* INSTRUCTION:
Could you lay out every line of the data below as a JSON list of strings, one string per line, omitting any blank lines?

[Location identification data]
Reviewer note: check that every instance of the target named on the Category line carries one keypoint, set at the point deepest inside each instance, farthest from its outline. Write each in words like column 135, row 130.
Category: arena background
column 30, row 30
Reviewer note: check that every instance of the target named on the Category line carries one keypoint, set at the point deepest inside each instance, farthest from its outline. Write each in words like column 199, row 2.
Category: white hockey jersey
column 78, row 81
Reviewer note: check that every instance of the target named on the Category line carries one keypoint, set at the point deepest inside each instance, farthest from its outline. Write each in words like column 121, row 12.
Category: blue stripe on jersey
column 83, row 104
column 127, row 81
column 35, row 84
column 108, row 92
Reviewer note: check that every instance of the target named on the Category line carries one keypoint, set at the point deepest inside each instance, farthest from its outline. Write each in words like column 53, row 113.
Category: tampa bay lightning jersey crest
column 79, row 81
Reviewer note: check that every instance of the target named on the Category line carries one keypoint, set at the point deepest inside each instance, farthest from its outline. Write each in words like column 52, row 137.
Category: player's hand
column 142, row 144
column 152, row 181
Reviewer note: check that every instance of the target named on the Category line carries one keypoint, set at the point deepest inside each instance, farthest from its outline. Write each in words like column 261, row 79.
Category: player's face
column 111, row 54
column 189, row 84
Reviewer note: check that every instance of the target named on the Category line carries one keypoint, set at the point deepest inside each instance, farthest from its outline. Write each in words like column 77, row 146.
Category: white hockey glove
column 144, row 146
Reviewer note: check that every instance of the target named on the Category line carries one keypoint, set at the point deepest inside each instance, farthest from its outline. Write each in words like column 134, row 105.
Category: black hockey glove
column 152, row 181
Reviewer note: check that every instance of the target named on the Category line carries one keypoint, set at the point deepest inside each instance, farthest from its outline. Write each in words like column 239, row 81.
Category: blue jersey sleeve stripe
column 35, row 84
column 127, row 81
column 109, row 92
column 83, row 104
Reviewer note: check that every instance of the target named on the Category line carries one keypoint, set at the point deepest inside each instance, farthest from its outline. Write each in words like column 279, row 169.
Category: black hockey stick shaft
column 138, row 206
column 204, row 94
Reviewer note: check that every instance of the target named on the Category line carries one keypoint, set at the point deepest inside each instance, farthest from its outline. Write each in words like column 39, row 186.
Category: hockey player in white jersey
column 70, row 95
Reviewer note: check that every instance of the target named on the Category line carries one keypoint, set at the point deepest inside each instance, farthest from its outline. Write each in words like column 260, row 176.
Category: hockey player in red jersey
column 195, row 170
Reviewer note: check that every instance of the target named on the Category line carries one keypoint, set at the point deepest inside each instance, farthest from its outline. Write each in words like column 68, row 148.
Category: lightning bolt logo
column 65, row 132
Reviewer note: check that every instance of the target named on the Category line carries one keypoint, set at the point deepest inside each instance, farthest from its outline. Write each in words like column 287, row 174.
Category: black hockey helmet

* EXERCISE RESULT:
[
  "Reviewer note: check that every instance of the target named on the Category line carries one keypoint, set at the point deepest inside each instance, farthest from its outline. Write each in words like column 135, row 130.",
  "Category: arena background",
  "column 30, row 30",
  "Reviewer note: check that every instance of the target named on the Category line carries one keypoint, set at the point deepest inside each instance, farthest from its outline. Write each in words like column 199, row 2.",
  "Category: white hockey jersey",
  "column 78, row 81",
  "Reviewer note: check that every instance of the target named on the Category line carries one keypoint, set at the point deepest inside each instance, farthest from its outline. Write each in words like column 121, row 12.",
  "Category: blue stripe on jersey",
  "column 83, row 104",
  "column 127, row 81",
  "column 35, row 84",
  "column 108, row 92",
  "Reviewer note: check that every instance of the target named on the Category line carries one keypoint, set at the point deepest inside each instance, farthest from its outline. Write each in words like column 53, row 113.",
  "Category: tampa bay lightning jersey crest",
  "column 79, row 81",
  "Reviewer note: check that every instance of the target named on the Category line carries one keypoint, set at the point deepest inside each instance, farthest from its outline. Write each in words like column 52, row 137.",
  "Category: player's hand",
  "column 142, row 144",
  "column 152, row 181",
  "Reviewer note: check that every instance of the target named on the Category line carries one keypoint, set at the point deepest inside each instance, farthest from its outline. Write each in words like column 261, row 79.",
  "Category: player's face",
  "column 111, row 54",
  "column 189, row 84",
  "Reviewer note: check that every instance of the target named on the Category line carries one keypoint, set at the point deepest inside each instance, farthest from its outline. Write each in words like column 77, row 146.",
  "Category: white hockey glove",
  "column 144, row 146",
  "Reviewer note: check that every instance of the target named on the Category line carries one keypoint, set at the point deepest inside each instance, farthest from its outline. Write each in words like column 134, row 105.",
  "Category: black hockey glove",
  "column 152, row 181",
  "Reviewer note: check that every instance of the target named on the Category line carries one keypoint, set at the point deepest inside each instance, farthest from its outline. Write each in words like column 239, row 81.",
  "Category: blue jersey sleeve stripe",
  "column 35, row 84",
  "column 127, row 81",
  "column 109, row 92",
  "column 83, row 104",
  "Reviewer note: check that every instance of the target named on the Category line carries one keypoint, set at the point deepest inside each instance, farthest from its outline. Write each in words like column 279, row 169.",
  "Category: black hockey stick shaft",
  "column 138, row 206",
  "column 204, row 94",
  "Reviewer note: check that every instance of the target named on the Category line carries one keypoint, set at the point deepest inside each instance, farthest from its outline. Write each in words like column 39, row 186.",
  "Category: hockey player in white jersey",
  "column 70, row 95",
  "Reviewer note: check that every instance of the target named on the Category line carries one keypoint, set at the point deepest inside each instance, farthest from its outline. Write each in words like column 260, row 176.",
  "Category: hockey player in red jersey",
  "column 195, row 170",
  "Reviewer note: check that every instance of the target named on the Category line carries one keypoint, set at the point deepest inside each instance, farthest from its outline. Write each in words like column 68, row 148.",
  "Category: lightning bolt logo",
  "column 65, row 132",
  "Reviewer note: check that every instance of the target named on the Category line carries one keypoint, set at the point deepest inside each instance, farthest from its outline. Write each in words like column 287, row 174.",
  "Category: black hockey helmet"
]